However, the fight delivered a decisive finish from a fight that had been heavily hyped; and despite the shortened length of actual in-cage action on the broadcast, almost everything about the UFC's network debut was a success.
The opening of the broadcast, featuring the Fox Sports opening theme heard every weekend on NFL broadcasts as well as Curt Menefee welcoming fans to the show, immediately legitimized this event as on par with any other major sporting event on Fox. The video packages, graphics, and introduction over the first 30 minutes raised the anticipation for the fight itself, and they did a really great job setting up the story for this fight.
Brock Lesnar made for a charismatic and credible analyst, discussing the attributes of both Velasquez and dos Santos while stating his desires for a rematch with Velasquez. They also added a breakdown of the heavyweight division with a ranking of the top five heavyweights in the division, something we haven't seen the UFC discuss themselves in a long time. There was a time when the divisional rankings were discussed on UFC broadcasts, but that hasn't been done in years, and it was a nice addition to the proceedings on Fox.
As for the small amount of time actually spent in the cage, it doesn't have to be seen as bad thing. Certainly it could affect the overall rating for the event, as some may have tuned out immediately after, but dos Santos put forth a star-making performance by knocking out the Champ and taking part in one of the more memorable post-fight interviews in memory.
At the very least, the UFC's new television partner was satisfied, as Fox Sports chief executive David Hill said the event provided what he hoped to see.

[CHALLENGES]:
1. Duplicate the part of the UFC broadcast review that opens with the words containing "The opening of" and closes with "for this fight.".
2. Pick up the review of the UFC's Fox debut after its final sentence and keep writing it.
The rows that come after this text play no part in what follows.

[MATERIAL SHOWN]:
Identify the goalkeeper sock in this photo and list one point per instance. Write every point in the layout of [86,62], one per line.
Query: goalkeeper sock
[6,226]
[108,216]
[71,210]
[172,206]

[EXPECTED RESULTS]:
1.
The opening of the broadcast, featuring the Fox Sports opening theme heard every weekend on NFL broadcasts as well as Curt Menefee welcoming fans to the show, immediately legitimized this event as on par with any other major sporting event on Fox. The video packages, graphics, and introduction over the first 30 minutes raised the anticipation for the fight itself, and they did a really great job setting up the story for this fight.

2.
"It absolutely delivered everything I hoped it would,” Hill said in comments made to ESPN.com. “I spoke to Dana and maybe, tactically, Dana didn't play it the right way. But this is what you get in this sport. This is world heavyweight champion action."
If there was any real negative to the broadcast, it wasn't the fight ending quickly, it was Dana White's unfortunate decision to question Velasquez's gameplan and denigrate dos Santos' performance immediately after. In the heat of the moment, he seemed upset that the fight ended like it did, and it came off more that he was upset Velasquez lost at all. Not only that, but he brought into the conversation a perceived weakness of his new Heavyweight Champion by saying he tires out later in fights. He then didn't take the time to let fans know how special dos Santos is, and to sell how well he performed in the fight, and it was a missed opportunity.
Ultimately, the ratings will decide whether the decision to air one fight alone was the best way to go, but it's not the be-all end-all for UFC and Fox. The two sides haven't even officially embarked on their new television partnership, and Saturday's broadcast provided plenty of great signs for what's to come.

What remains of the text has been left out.